▶ [Problem details]: Could you return all of the records exactly, minus their images?

Supplied entries: Begin

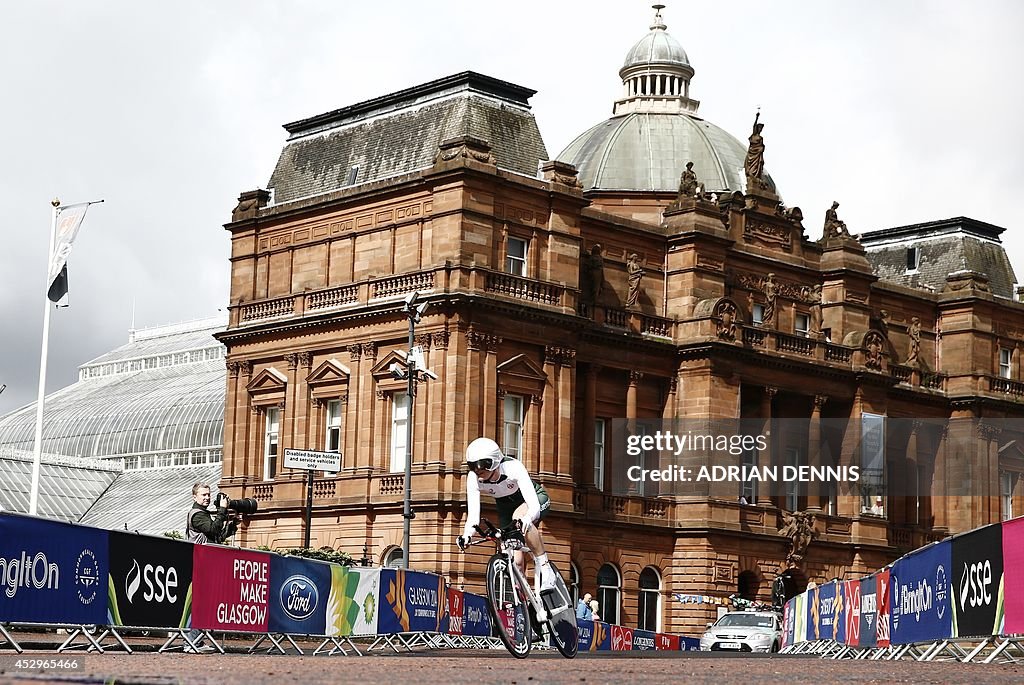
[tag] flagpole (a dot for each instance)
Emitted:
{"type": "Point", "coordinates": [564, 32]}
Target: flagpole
{"type": "Point", "coordinates": [37, 460]}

Supplied entries: End

▶ [Task solution]:
[tag] flagpole (a dot for each instance)
Emitted:
{"type": "Point", "coordinates": [564, 32]}
Target: flagpole
{"type": "Point", "coordinates": [37, 460]}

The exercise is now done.